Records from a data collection
■ ■ ■ ■ ■ ■ ■

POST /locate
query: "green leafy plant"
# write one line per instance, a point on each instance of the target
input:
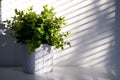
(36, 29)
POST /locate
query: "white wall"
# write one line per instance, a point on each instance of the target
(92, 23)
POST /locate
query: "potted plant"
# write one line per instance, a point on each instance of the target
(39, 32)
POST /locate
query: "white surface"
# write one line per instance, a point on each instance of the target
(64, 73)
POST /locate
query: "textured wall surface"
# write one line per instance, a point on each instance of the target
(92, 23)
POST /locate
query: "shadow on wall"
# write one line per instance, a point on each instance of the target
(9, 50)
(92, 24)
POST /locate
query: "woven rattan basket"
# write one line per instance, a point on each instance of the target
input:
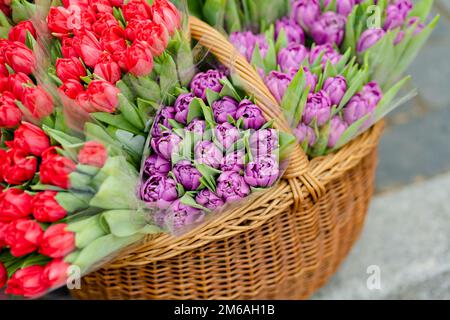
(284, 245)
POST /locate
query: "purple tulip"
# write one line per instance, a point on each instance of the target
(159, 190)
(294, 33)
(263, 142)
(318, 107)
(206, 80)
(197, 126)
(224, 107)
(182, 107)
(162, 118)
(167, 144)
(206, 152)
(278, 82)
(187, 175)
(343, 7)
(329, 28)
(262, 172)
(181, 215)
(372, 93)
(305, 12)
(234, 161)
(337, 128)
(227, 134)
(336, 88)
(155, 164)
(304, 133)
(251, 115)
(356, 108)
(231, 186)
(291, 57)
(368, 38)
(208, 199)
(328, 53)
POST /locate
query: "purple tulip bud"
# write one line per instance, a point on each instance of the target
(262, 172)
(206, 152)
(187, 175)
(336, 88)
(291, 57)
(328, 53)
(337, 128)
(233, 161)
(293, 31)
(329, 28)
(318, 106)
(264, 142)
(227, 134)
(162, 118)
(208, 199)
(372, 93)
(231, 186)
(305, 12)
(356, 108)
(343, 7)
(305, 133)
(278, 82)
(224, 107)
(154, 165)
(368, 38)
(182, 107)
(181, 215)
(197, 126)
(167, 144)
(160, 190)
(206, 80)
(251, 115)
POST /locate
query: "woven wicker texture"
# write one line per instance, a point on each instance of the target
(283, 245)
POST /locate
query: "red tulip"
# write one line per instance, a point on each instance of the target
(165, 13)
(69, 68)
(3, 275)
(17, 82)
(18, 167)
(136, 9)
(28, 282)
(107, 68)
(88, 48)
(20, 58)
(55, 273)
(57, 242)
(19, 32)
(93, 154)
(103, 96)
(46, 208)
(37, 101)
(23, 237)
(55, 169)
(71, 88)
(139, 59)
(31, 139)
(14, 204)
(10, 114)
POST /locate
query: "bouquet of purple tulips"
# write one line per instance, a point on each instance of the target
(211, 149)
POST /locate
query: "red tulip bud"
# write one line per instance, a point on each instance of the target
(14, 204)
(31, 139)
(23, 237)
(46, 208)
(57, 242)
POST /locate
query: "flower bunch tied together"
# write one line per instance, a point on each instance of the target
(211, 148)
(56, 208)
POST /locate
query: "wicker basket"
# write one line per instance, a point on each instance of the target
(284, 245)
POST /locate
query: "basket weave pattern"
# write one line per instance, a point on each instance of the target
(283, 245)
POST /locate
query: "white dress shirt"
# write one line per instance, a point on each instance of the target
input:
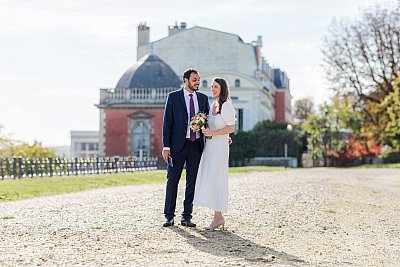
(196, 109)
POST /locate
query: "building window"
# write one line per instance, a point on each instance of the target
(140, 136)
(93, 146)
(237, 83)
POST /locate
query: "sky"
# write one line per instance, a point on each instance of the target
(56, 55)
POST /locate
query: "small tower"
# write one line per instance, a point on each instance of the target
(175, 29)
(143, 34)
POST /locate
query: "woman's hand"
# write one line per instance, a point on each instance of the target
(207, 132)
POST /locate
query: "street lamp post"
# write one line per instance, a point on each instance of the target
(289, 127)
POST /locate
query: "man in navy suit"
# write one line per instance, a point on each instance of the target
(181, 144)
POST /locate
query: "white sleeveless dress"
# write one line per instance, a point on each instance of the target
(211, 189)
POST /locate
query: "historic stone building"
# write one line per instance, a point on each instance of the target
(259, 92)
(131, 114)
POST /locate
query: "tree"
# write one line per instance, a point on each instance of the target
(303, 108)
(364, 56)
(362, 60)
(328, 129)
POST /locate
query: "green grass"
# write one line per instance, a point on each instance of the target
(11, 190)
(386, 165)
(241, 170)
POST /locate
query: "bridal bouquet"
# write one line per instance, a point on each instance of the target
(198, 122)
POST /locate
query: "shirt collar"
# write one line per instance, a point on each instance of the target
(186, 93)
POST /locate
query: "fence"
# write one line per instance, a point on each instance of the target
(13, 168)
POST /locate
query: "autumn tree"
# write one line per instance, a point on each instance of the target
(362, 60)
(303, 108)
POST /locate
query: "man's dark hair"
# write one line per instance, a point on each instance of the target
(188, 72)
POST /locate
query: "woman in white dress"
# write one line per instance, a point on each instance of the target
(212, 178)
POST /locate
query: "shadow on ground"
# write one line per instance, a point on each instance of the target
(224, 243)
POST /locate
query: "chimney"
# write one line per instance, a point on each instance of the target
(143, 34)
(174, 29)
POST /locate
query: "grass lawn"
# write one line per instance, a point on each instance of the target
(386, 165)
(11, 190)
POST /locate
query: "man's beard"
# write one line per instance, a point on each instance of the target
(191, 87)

■ ■ ■ ■ ■ ■ ■

Please transcribe the material above exactly as written. Leave the pictures out.

▶ **RESULT OF THIS TASK**
POST /locate
query: "green leafy plant"
# write one line per instance, a point on each instance of the target
input:
(36, 29)
POST /locate
query: "white wall"
# write one line per instance, a point on each instance of the target
(92, 23)
POST /locate
query: "potted plant"
# write one line per instance, a point on each instance of the target
(39, 32)
POST /locate
query: "white surface"
# write one line per instance, a point on each instance of the target
(64, 73)
POST /locate
query: "textured wall surface"
# write one line per instance, a point on each instance of the target
(92, 23)
POST /locate
query: "shadow on wall"
# write one line per instance, a point on each instance of the target
(9, 50)
(92, 24)
POST /locate
query: "woven rattan basket"
# write one line per instance, a point on each instance of the target
input:
(284, 245)
POST /locate
query: "purple tulip"
# write one line per instance, a point on each instance of the target
(159, 190)
(294, 33)
(263, 142)
(318, 107)
(206, 80)
(197, 126)
(224, 107)
(182, 107)
(162, 118)
(167, 144)
(206, 152)
(278, 82)
(187, 175)
(343, 7)
(329, 28)
(262, 172)
(181, 215)
(372, 93)
(305, 12)
(234, 161)
(337, 128)
(227, 134)
(336, 88)
(155, 164)
(304, 133)
(251, 115)
(356, 108)
(231, 186)
(291, 57)
(368, 38)
(208, 199)
(328, 53)
POST /locate
query: "purple tulip bud"
# write one line per instance, a point on each instance of the target
(262, 172)
(206, 152)
(187, 175)
(336, 88)
(291, 57)
(328, 53)
(337, 128)
(233, 161)
(293, 31)
(329, 28)
(318, 106)
(264, 142)
(227, 134)
(162, 118)
(208, 199)
(372, 93)
(231, 186)
(305, 12)
(356, 108)
(343, 7)
(305, 133)
(278, 82)
(224, 107)
(154, 165)
(368, 38)
(182, 107)
(181, 215)
(197, 126)
(167, 144)
(160, 190)
(206, 80)
(251, 115)
POST /locate
query: "woven wicker texture"
# write one line per instance, a point on each instance of the target
(283, 245)
POST /locate
query: "red tulip"
# write one line per instance, a point on each instance of the target
(165, 13)
(69, 68)
(3, 275)
(17, 82)
(18, 167)
(136, 9)
(28, 282)
(107, 68)
(88, 48)
(20, 58)
(55, 273)
(57, 242)
(19, 32)
(93, 154)
(103, 96)
(46, 208)
(37, 101)
(23, 237)
(55, 169)
(71, 88)
(139, 59)
(31, 139)
(14, 204)
(10, 114)
POST /locate
query: "bouquet of purple tulips"
# write one line per instance, a point on each instance of the target
(211, 149)
POST /locate
query: "red tulip bud"
# write one line per instance, a point on each instance of the target
(14, 204)
(31, 139)
(23, 237)
(46, 208)
(57, 242)
POST /locate
query: "flower bunch tied together"
# write one line per instance, a point on each instance of the target
(211, 148)
(56, 208)
POST /locate
query: "wicker basket"
# write one line per instance, a point on each instance of the target
(284, 245)
POST /locate
query: "basket weave pattern"
# write one line per instance, a point on each instance of the target
(283, 245)
POST /locate
query: "white dress shirt"
# write one line per instance, a point on each instance of the target
input:
(196, 109)
POST /locate
query: "building window"
# write one line per instance, a point on each instance of the target
(140, 136)
(93, 146)
(237, 83)
POST /locate
query: "sky"
# write one line per instance, a point on each instance of the target
(56, 55)
POST /locate
query: "small tower"
# write one line per instance, a point on each instance of the target
(175, 29)
(143, 34)
POST /locate
query: "woman's hand"
# write one line per instance, a point on each instance of the target
(207, 132)
POST /locate
query: "street lamp post"
# write one line per instance, a point on each instance of the target
(289, 127)
POST /locate
query: "man in navy suit"
# write one line per instance, a point on each instance of the target
(181, 144)
POST /locate
query: "white sleeveless dress"
# write one line per instance, a point on each instance of the target
(211, 189)
POST /locate
query: "historic stone building"
# write one line per instance, a point on each instance of the target
(259, 92)
(131, 114)
POST /locate
query: "tree"
# write one line per instance, a point on each instance of the target
(303, 108)
(364, 56)
(362, 60)
(328, 129)
POST /locate
query: "green grass"
# write one line per instance, a point on each instance of the target
(11, 190)
(386, 165)
(241, 170)
POST /locate
query: "bridal bouquet"
# write one line per instance, a point on each instance of the target
(198, 122)
POST /locate
query: "shirt collar"
# write one line per instance, a point on each instance of the target
(186, 93)
POST /locate
query: "fence"
# write one line per instance, a point on each instance of the target
(13, 168)
POST /locate
query: "autumn tree"
# write one line per instance, a point on each instance of the target
(362, 60)
(303, 108)
POST /locate
query: "man's dark hair"
# write one line per instance, a point on each instance of the target
(188, 72)
POST /locate
query: "woman in white dress"
# write one line per instance, a point on each instance of the target
(212, 178)
POST /locate
query: "shadow on ground"
# write one line per instance, a point on each instance of the target
(224, 243)
POST /locate
query: "chimney"
# write one line per instance, a point on each instance of the target
(143, 34)
(174, 29)
POST /locate
query: "grass lawn"
# write one line per instance, a point on each instance of the target
(386, 165)
(11, 190)
POST /locate
query: "man's beard"
# write one line per instance, a point on each instance of the target
(191, 87)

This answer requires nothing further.